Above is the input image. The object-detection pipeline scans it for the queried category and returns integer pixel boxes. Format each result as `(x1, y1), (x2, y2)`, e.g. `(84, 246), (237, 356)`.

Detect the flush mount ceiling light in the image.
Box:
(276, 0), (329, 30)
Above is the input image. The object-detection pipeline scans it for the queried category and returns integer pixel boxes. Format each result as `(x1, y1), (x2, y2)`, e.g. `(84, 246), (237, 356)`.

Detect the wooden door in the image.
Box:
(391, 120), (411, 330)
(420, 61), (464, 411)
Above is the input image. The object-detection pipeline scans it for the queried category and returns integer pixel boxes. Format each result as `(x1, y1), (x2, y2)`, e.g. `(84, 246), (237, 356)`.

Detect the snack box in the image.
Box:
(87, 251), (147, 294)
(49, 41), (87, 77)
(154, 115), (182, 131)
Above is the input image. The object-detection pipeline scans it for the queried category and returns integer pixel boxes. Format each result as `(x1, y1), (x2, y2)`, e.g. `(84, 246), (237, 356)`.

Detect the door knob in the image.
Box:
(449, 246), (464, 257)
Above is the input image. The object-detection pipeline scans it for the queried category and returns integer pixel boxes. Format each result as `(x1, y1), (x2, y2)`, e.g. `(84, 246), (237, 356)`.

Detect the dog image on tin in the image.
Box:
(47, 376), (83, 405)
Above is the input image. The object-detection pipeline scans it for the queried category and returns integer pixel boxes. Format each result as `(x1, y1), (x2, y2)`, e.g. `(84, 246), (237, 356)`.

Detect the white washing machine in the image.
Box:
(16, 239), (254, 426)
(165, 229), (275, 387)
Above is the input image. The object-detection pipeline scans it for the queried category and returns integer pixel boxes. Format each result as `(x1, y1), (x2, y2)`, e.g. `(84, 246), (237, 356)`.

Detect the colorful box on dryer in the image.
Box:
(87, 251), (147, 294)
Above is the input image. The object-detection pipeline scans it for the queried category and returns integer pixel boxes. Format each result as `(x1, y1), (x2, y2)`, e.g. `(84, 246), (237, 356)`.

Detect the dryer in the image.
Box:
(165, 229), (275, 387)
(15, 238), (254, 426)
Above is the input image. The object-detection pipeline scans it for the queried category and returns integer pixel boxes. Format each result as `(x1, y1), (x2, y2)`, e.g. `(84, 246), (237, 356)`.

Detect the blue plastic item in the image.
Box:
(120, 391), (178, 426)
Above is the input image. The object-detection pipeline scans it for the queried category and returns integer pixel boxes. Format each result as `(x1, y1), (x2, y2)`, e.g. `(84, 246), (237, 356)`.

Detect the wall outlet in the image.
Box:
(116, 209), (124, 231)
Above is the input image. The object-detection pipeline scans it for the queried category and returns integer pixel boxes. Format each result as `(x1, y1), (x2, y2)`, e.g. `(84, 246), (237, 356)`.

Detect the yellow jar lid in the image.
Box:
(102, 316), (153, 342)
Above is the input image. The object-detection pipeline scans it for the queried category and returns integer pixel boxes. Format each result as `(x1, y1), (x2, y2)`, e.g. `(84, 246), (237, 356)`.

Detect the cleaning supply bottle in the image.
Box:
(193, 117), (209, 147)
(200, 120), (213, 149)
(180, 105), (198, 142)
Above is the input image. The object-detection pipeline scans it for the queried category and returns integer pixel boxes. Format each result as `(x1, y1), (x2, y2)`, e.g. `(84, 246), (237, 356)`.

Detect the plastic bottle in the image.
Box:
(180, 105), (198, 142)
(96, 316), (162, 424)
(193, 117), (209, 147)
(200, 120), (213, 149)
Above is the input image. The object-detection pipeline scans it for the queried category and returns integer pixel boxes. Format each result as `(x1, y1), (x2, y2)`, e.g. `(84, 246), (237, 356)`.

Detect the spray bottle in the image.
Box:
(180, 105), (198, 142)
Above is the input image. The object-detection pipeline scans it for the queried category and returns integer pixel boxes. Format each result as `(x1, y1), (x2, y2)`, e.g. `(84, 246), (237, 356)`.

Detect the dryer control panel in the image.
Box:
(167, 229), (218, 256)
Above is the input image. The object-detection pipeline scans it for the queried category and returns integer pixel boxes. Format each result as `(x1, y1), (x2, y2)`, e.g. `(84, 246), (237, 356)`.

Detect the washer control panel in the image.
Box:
============
## SET EXERCISE
Reproduce the data word for word, from the start through the line containing "(47, 376), (83, 405)", including that line.

## WRITTEN ANSWER
Above is the input image. The object-detection pipeline scans it for the queried category and returns integer pixel boxes. Format each result as `(x1, y1), (x2, y2)`, e.g. `(84, 246), (237, 356)`.

Detect the flush mount ceiling light in the image.
Box:
(276, 0), (329, 30)
Above is the input image. The object-detection pipeline scans it for the queried category and returns integer pixel boxes. Format each result as `(x1, y1), (x2, y2)`, e.g. `(84, 246), (237, 356)`.

Detect the wooden door in the image.
Box:
(391, 120), (411, 330)
(420, 61), (464, 411)
Above is the input image. The object-detection pipeline scans it for the queried category and returns integer pixel boxes. Format each result as `(x1, y1), (x2, y2)`, e.g. `(84, 246), (237, 356)`.

Detect the snack box in the image.
Box:
(87, 251), (147, 294)
(49, 41), (87, 77)
(154, 115), (182, 131)
Above is the input image. The object-detection pipeline scans it for the queried category and returns integer pixel boxes. Format each result as `(x1, y1), (x2, y2)`, e.g. `(84, 246), (237, 356)`.

Detect the door knob in the image.
Box:
(449, 246), (464, 257)
Above is the input image. The object-detection pipeline scans it for the queried category and returns integer pixel boxes. Format each result as `(x1, y1), (x2, y2)`, e.g. `(84, 246), (237, 356)`.

Detect the dog image on tin in the image.
Box:
(47, 376), (83, 405)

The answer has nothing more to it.